AUFGABEN
1. Prüfe, ob die folgenden Aussagen mit dem Textauszug über den Steve-Jobs-Film übereinstimmen, und belege jede Antwort mit Ja oder Nein sowie den entscheidenden Worten des Textes im genauen Wortlaut. (a) Im Prolog ist ein Fernsehausschnitt aus dem Jahr 1974 zu hören. (b) Der Reporter im Prolog fragt Steve Jobs nach der technologischen Zukunft. (c) Clarke zeigt die Größe der Endgeräte mit seinen Händen an.
2. Gib den Abschnitt des Textauszugs von „Einen Aaron-Sorkin-Film erkennt“ bis einschließlich „Angler den Fisch.“ wortgetreu wieder.

TEXTAUSZUG
►
Backstage in Kalifornien

Bio-Pic Wie die Lebensgeschichte des Apple-Mitgründers Steve Jobs auf drei hochtheatrale Hinterzimmergespräche verdichtet wird
Ausgabe 46/2015

Einen Aaron-Sorkin-Film erkennt man an seinem Mitteilungsbedarf, und so redet Steve Jobs schon dann los, als sich im Vorspann gerade das zweite Produzenten-Logo aufbaut. Zu hören ist allerdings kein Sorkin-Text, sondern, als Prolog, ein Fernsehschnipsel von 1974: Ein Reporter, der als Metapher seinen Sohn mitgebracht hat, möchte von dem Schriftsteller Arthur C. Clarke wissen, wie die technologische Zukunft aussehen wird. Der Autor von 2001: Odyssee im Weltraum entwirft daraufhin ein ziemlich präzises Bild von Vernetzung und Endgeräten für jedermann; die Größe der Letzteren bemisst er mit seinen Händen wie ein Angler den Fisch.
◄
VORLIEGENDE ANGABEN
►
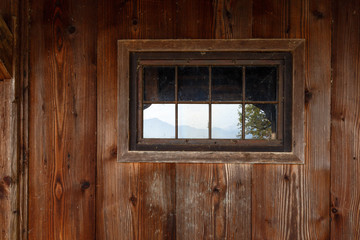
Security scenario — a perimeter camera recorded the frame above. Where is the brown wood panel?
[96,1,176,239]
[331,0,360,240]
[96,1,251,239]
[176,0,252,239]
[29,0,96,239]
[0,81,16,239]
[0,15,14,81]
[252,0,331,239]
[0,1,20,239]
◄
DIE ANTWORTEN
1.
(a) Ja: „als Prolog, ein Fernsehschnipsel von 1974“
(b) Nein: „möchte von dem Schriftsteller Arthur C. Clarke wissen, wie die technologische Zukunft aussehen wird“
(c) Ja: „die Größe der Letzteren bemisst er mit seinen Händen wie ein Angler den Fisch“

2.
Einen Aaron-Sorkin-Film erkennt man an seinem Mitteilungsbedarf, und so redet Steve Jobs schon dann los, als sich im Vorspann gerade das zweite Produzenten-Logo aufbaut. Zu hören ist allerdings kein Sorkin-Text, sondern, als Prolog, ein Fernsehschnipsel von 1974: Ein Reporter, der als Metapher seinen Sohn mitgebracht hat, möchte von dem Schriftsteller Arthur C. Clarke wissen, wie die technologische Zukunft aussehen wird. Der Autor von 2001: Odyssee im Weltraum entwirft daraufhin ein ziemlich präzises Bild von Vernetzung und Endgeräten für jedermann; die Größe der Letzteren bemisst er mit seinen Händen wie ein Angler den Fisch.